Entries for pointing and labeling
● ● ● ● ● ● ●
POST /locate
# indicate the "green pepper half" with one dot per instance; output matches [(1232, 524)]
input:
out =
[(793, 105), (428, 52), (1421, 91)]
● ● ● ● ● ● ●
▸ What needs to be done
Reproduce all of the records above line for line, keeping every character unchanged.

▸ Exercise result
POST /locate
# indicate the "green pepper half" with one dot per instance; output matches [(1232, 524)]
input:
out =
[(793, 105), (428, 52), (1421, 91)]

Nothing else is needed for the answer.